* **DATA SUPPLIED**
#####

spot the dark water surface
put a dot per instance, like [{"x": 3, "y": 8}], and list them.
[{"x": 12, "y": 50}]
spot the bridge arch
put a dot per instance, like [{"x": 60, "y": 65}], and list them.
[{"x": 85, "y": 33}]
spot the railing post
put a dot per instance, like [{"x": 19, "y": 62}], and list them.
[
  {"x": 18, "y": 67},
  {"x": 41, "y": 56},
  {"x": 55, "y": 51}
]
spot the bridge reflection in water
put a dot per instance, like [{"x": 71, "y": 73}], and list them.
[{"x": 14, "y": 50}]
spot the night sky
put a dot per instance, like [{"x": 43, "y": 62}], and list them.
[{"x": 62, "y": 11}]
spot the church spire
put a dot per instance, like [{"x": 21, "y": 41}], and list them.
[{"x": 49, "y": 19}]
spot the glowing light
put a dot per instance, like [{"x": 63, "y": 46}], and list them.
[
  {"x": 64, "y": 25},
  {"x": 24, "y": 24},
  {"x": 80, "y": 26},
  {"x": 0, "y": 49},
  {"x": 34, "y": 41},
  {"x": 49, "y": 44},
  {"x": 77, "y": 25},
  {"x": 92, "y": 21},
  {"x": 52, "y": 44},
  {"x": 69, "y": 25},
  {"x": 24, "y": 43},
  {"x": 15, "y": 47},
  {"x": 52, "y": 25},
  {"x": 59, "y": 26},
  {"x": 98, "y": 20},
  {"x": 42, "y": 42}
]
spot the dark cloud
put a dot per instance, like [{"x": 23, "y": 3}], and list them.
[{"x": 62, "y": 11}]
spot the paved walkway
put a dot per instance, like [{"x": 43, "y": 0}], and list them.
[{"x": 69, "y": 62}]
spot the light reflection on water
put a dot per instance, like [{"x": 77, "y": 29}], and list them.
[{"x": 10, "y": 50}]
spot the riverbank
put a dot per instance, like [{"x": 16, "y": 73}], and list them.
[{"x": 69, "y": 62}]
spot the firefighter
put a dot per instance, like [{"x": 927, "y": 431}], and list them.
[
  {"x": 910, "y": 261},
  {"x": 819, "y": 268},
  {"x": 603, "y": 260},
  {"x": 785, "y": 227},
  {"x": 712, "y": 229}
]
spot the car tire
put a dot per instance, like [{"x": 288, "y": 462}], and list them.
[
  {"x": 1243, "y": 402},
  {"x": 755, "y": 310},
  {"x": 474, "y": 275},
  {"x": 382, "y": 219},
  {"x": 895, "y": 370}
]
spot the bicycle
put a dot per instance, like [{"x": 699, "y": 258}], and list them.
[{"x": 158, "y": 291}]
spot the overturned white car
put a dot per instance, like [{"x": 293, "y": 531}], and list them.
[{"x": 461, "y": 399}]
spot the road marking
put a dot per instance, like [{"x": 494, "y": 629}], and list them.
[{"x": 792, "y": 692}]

#####

* **PROBLEM DETAILS**
Copy all of the items above word for word, keeping every line unchanged.

* **RESULT BELOW**
spot the dark water surface
put a dot per instance, like [{"x": 3, "y": 8}], and list them.
[{"x": 12, "y": 50}]
spot the bridge arch
put a dot per instance, like [{"x": 60, "y": 65}], and list them.
[{"x": 85, "y": 33}]
spot the railing post
put a dot per instance, like [{"x": 19, "y": 62}], and list them.
[
  {"x": 18, "y": 67},
  {"x": 41, "y": 56},
  {"x": 55, "y": 51}
]
spot the bridge reflection in water
put a dot per instance, like [{"x": 71, "y": 73}], and list them.
[{"x": 14, "y": 50}]
spot the night sky
put a dot per instance, like [{"x": 43, "y": 62}], and list them.
[{"x": 62, "y": 11}]
spot the church spire
put a dot per instance, like [{"x": 21, "y": 41}], and list them.
[{"x": 49, "y": 19}]
spot the glowing light
put a dot per instance, like [{"x": 63, "y": 46}], and list them.
[
  {"x": 64, "y": 25},
  {"x": 24, "y": 24},
  {"x": 80, "y": 26},
  {"x": 0, "y": 49},
  {"x": 34, "y": 41},
  {"x": 49, "y": 44},
  {"x": 77, "y": 25},
  {"x": 92, "y": 21},
  {"x": 52, "y": 44},
  {"x": 69, "y": 25},
  {"x": 24, "y": 43},
  {"x": 15, "y": 47},
  {"x": 52, "y": 25},
  {"x": 59, "y": 26},
  {"x": 98, "y": 20},
  {"x": 42, "y": 42}
]
spot the dark cloud
put a dot per instance, like [{"x": 23, "y": 3}], and list them.
[{"x": 62, "y": 11}]
spot the paved walkway
put a dot per instance, like [{"x": 43, "y": 0}], and list them.
[{"x": 69, "y": 62}]
spot the light reflection on water
put a dot per instance, like [{"x": 77, "y": 29}], and list them.
[{"x": 10, "y": 50}]
spot the riverbank
put a dot per instance, like [{"x": 16, "y": 73}], and list them.
[{"x": 69, "y": 62}]
spot the firefighter
put a dot per instance, like [{"x": 927, "y": 431}], and list them.
[
  {"x": 910, "y": 261},
  {"x": 819, "y": 268},
  {"x": 603, "y": 260},
  {"x": 785, "y": 227},
  {"x": 712, "y": 229}
]
spot the car tire
put a dot per instance, like [{"x": 288, "y": 462}], and list them.
[
  {"x": 1243, "y": 402},
  {"x": 755, "y": 310},
  {"x": 474, "y": 275},
  {"x": 382, "y": 219},
  {"x": 895, "y": 370}
]
spot the bicycle
put a dot per instance, like [{"x": 699, "y": 258}], and list them.
[{"x": 158, "y": 291}]
spot the overturned white car
put a dot per instance, like [{"x": 293, "y": 531}], and list them.
[{"x": 461, "y": 399}]
spot the road marking
put a dot per instance, like [{"x": 494, "y": 629}], and list them.
[{"x": 792, "y": 692}]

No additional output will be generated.